Source records:
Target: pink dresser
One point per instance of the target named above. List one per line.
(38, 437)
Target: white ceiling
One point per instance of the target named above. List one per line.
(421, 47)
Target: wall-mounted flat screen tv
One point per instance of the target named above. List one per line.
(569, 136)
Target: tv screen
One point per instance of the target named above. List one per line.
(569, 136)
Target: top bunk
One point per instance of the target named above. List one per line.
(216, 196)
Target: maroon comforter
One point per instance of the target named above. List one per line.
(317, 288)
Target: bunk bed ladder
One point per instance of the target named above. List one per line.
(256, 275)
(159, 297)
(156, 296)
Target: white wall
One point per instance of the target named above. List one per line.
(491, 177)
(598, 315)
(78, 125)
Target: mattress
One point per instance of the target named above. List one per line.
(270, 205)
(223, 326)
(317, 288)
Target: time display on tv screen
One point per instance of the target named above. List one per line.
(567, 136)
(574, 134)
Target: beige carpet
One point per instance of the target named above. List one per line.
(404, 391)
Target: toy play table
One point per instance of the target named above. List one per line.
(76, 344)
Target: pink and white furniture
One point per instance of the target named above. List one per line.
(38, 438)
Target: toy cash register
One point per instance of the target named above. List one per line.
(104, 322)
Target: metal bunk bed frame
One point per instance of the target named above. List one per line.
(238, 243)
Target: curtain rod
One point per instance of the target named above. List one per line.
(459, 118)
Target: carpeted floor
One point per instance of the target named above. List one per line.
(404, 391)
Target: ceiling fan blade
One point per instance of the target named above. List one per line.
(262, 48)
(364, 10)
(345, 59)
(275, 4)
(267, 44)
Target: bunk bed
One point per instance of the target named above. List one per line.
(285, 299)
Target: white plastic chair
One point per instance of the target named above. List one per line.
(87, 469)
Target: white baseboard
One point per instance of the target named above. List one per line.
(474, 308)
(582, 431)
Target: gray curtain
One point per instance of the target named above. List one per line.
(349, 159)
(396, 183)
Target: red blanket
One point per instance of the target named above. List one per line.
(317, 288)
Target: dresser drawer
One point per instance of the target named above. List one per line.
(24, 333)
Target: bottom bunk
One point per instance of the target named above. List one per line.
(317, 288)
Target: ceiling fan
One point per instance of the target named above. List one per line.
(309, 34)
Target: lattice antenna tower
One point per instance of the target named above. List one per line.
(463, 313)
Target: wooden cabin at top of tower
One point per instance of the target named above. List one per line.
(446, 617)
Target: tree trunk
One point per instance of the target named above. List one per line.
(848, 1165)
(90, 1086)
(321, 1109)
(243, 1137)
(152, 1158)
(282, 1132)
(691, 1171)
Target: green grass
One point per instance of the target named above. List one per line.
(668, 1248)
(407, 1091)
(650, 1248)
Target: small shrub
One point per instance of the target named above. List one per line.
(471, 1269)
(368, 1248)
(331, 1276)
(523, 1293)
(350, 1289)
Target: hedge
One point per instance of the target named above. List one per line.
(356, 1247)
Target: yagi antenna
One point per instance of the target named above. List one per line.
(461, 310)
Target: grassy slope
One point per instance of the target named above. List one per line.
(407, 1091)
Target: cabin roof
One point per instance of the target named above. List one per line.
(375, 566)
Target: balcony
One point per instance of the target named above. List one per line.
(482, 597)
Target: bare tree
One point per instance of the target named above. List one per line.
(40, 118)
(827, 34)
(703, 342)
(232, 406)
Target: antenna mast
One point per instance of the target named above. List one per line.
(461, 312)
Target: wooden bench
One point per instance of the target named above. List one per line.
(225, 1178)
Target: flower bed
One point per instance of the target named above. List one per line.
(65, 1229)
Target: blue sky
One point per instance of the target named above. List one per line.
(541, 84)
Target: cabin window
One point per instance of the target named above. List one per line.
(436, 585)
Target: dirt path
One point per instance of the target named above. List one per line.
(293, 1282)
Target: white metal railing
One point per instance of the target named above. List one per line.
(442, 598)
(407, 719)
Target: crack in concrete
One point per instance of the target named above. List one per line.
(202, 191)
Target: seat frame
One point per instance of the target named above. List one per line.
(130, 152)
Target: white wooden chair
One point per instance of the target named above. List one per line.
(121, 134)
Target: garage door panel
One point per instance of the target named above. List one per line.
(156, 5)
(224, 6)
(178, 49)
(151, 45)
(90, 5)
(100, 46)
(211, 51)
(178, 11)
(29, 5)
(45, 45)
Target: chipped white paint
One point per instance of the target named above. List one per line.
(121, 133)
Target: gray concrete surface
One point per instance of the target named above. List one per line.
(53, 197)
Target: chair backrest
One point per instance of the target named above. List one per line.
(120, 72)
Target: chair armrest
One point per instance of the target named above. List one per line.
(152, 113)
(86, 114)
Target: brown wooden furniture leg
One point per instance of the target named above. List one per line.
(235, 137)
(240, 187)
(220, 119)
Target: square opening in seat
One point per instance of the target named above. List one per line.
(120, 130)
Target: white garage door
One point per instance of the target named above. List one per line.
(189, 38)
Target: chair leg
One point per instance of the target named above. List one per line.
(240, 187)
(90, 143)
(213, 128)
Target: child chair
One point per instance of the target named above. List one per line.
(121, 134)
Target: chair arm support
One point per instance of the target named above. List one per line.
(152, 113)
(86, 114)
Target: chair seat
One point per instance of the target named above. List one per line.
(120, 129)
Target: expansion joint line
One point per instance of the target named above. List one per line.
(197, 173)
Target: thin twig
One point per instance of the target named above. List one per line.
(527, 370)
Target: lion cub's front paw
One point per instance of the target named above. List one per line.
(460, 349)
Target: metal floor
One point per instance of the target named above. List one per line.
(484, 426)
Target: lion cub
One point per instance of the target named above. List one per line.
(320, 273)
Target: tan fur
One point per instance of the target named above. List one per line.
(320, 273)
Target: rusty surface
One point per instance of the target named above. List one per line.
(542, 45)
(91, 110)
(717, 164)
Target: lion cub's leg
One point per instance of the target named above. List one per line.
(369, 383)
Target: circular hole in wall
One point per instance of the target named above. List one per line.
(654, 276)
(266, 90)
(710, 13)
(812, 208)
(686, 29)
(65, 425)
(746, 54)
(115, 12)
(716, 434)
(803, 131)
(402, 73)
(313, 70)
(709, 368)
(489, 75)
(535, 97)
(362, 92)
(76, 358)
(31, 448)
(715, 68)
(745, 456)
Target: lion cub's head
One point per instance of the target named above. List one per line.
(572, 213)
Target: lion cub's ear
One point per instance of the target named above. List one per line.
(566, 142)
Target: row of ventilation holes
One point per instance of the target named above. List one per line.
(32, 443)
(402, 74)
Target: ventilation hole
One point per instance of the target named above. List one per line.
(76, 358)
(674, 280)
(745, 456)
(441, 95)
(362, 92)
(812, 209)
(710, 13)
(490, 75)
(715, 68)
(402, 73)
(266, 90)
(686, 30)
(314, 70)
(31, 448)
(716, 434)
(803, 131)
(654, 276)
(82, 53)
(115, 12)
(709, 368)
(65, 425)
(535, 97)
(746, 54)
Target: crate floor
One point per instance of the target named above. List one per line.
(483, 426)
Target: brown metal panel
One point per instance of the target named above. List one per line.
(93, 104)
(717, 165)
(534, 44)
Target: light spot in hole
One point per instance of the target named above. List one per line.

What the task requires:
Could you copy the entire listing above verbatim, line for line?

Task answer:
Target: pink dresser
One point per instance of the target named above. List one per line.
(38, 437)
Target: white ceiling
One point per instance of the target named above. List one per line.
(421, 47)
Target: wall-mounted flat screen tv
One point per instance of the target named above. List one per line.
(569, 136)
Target: tv screen
One point per instance of the target named above. List one per line.
(569, 136)
Target: top bunk
One point per instance of the target named above. List one per line.
(216, 196)
Target: maroon comforter
One point per instance of the target named above. List one per line.
(317, 288)
Target: bunk bed ladder
One point per instance of the target named above. List one per line.
(256, 275)
(159, 297)
(156, 296)
Target: white wall
One point per instance of the target named above. List one per line.
(491, 177)
(598, 315)
(78, 125)
Target: mattress
One point per instance of the target named above. List one per line.
(270, 205)
(223, 326)
(317, 288)
Target: time display on tv screen
One point per instance of the target named above. List one per line.
(567, 136)
(574, 134)
Target: beige carpet
One point per instance of the target named above. List one per line.
(404, 391)
Target: toy play table
One point per instance of the target named above. List one per line.
(76, 344)
Target: pink and white furniture
One point per instance of the target named above. List one per line.
(38, 438)
Target: toy cash register
One point per instance of the target named above. List one per line.
(104, 322)
Target: metal bunk bed frame
One point per instance of the target named above. List one per line.
(238, 243)
Target: curtain rod
One point per instance of the target named above. List one per line.
(459, 118)
Target: carpeted floor
One point per instance of the target named above. List one per line.
(404, 391)
Target: ceiling fan blade
One point per instance of the target named above. List one per line.
(262, 48)
(364, 10)
(345, 59)
(275, 4)
(267, 44)
Target: bunk bed
One point per instance of the target named above. List one per line.
(285, 299)
Target: white plastic chair
One point per instance of the target named above. List one per line.
(87, 469)
Target: white baseboard
One point per instance of the target named above. List one per line.
(474, 308)
(582, 431)
Target: gray curtain
One point per instance of the target named above. List one per line.
(349, 159)
(396, 183)
Target: red blanket
One point per instance of the target named above. List one per line.
(317, 288)
Target: dresser drawer
One point per instance of the target named above. List one per line.
(24, 333)
Target: bottom bunk
One point per instance of the target named above. List one per line.
(317, 288)
Target: ceiling fan
One point per instance of the target named above. List one per line.
(309, 34)
Target: lattice antenna tower
One point per instance of the target named above. List one per line.
(463, 313)
Target: wooden cabin at top of tower
One point per instance of the target named above. List one per line.
(446, 617)
Target: tree trunk
One point per instance of the target named above. List one per line.
(848, 1165)
(90, 1086)
(321, 1109)
(243, 1137)
(152, 1158)
(282, 1132)
(691, 1171)
Target: green grass
One point per instance of the target named above. List one per line.
(668, 1248)
(407, 1091)
(650, 1248)
Target: small shrub
One point per instance of the target named above. List one per line.
(471, 1269)
(368, 1248)
(331, 1276)
(523, 1293)
(350, 1289)
Target: hedge
One point per instance of the target named above. List one per line.
(356, 1247)
Target: yagi antenna
One point per instance of the target named above. List one per line.
(461, 310)
Target: grassy slope
One point per instance of the target named above. List one per line.
(407, 1091)
Target: cabin roof
One point per instance of the target named above. List one per line.
(375, 566)
Target: balcony
One point per instance of the target named above. List one per line.
(482, 597)
Target: bare tree
One point per instance of the target named above. List one per line.
(40, 118)
(827, 34)
(703, 342)
(232, 406)
Target: antenna mast
One point per instance of the target named above. List one per line.
(461, 312)
Target: wooden bench
One point per instance of the target named above. List one per line.
(225, 1178)
Target: flower bed
One point per instance of the target named above. List one per line.
(65, 1229)
Target: blue sky
One point per instance of the target named above. List one per line.
(541, 84)
Target: cabin window
One point per instance of the target named above. List one per line.
(436, 585)
Target: dirt path
One point per instance of the target named above. List one per line.
(293, 1282)
Target: white metal railing
One point per instance of the target named above. List one per line.
(442, 598)
(407, 719)
Target: crack in concrete
One point per instance of the target named above. List one per line.
(202, 191)
Target: seat frame
One point per instance of the target named above. List one per line.
(130, 152)
Target: white wooden chair
One point per instance of the target named above. List one per line.
(121, 134)
Target: garage door panel
One point per instance of the target named above. List one per line.
(156, 5)
(224, 6)
(178, 49)
(151, 45)
(90, 5)
(100, 46)
(211, 51)
(178, 11)
(29, 5)
(45, 45)
Target: chipped white paint
One point per instance of the target named above. List one per line.
(121, 133)
Target: gray concrete surface
One point per instance of the target named above. List one per line.
(53, 197)
Target: chair backrest
One point per instance of the target named above. List one per line.
(120, 72)
Target: chair armrest
One point per instance of the target named above. List one per line.
(152, 113)
(86, 114)
Target: brown wooden furniture leg
One point per instance of the target named above. List one per line.
(235, 137)
(240, 187)
(220, 119)
Target: square opening in seat
One point per instance of the target named above. List one per line.
(120, 130)
Target: white garage door
One point per instance of the target named above. List one per line.
(189, 38)
Target: chair leg
One point per instance of the target named above. List one per line.
(240, 187)
(90, 143)
(213, 128)
Target: child chair
One point per instance of the target named above. List one per line.
(121, 134)
Target: chair arm support
One point per instance of the target named above. List one per line.
(152, 113)
(86, 114)
Target: chair seat
One point per instance of the target named above. List one per line.
(120, 129)
Target: expansion joint line
One point per instance of the target named above. List one per line.
(197, 173)
Target: thin twig
One point per instance of the target named above. List one per line.
(527, 370)
Target: lion cub's front paw
One point per instance of the target named above. List one per line.
(460, 349)
Target: metal floor
One point per instance of the target named above. List one per line.
(484, 426)
Target: lion cub
One point per instance of the target named above. List one per line.
(320, 273)
Target: tan fur
One point per instance of the target named above. List one per line.
(320, 273)
Target: rusty surface
One point per instance of the target named above. List one per line.
(542, 45)
(91, 110)
(717, 164)
Target: lion cub's leg
One point per instance of the target named above. List one per line.
(369, 383)
Target: circular hole in wall
One point per instance of the target named above. List one per line.
(654, 276)
(266, 90)
(710, 13)
(812, 208)
(686, 29)
(65, 425)
(746, 54)
(115, 12)
(716, 434)
(803, 131)
(402, 73)
(313, 70)
(709, 368)
(489, 75)
(535, 97)
(362, 92)
(76, 358)
(31, 448)
(715, 68)
(745, 456)
Target: lion cub's head
One point per instance of the target named above. List one per line.
(572, 213)
Target: lion cub's ear
One point per instance of the target named above. List one per line.
(566, 142)
Target: row of ventilation holes
One point per instance of the target named above. List one per line.
(32, 443)
(402, 74)
Target: ventilation hole
One point per instance of the target named above. List one per line.
(76, 358)
(674, 280)
(745, 456)
(441, 95)
(362, 92)
(812, 209)
(710, 13)
(490, 75)
(715, 68)
(402, 73)
(266, 90)
(686, 30)
(314, 70)
(31, 448)
(716, 434)
(803, 131)
(654, 276)
(82, 53)
(115, 12)
(709, 368)
(65, 425)
(535, 97)
(746, 54)
Target: crate floor
One point per instance of the target named above. List one per line.
(483, 426)
Target: brown metal panel
One point per instance of the target named above. List one per line.
(93, 104)
(717, 165)
(534, 44)
Target: light spot in hole
One point per instance of the target named above. List one per line.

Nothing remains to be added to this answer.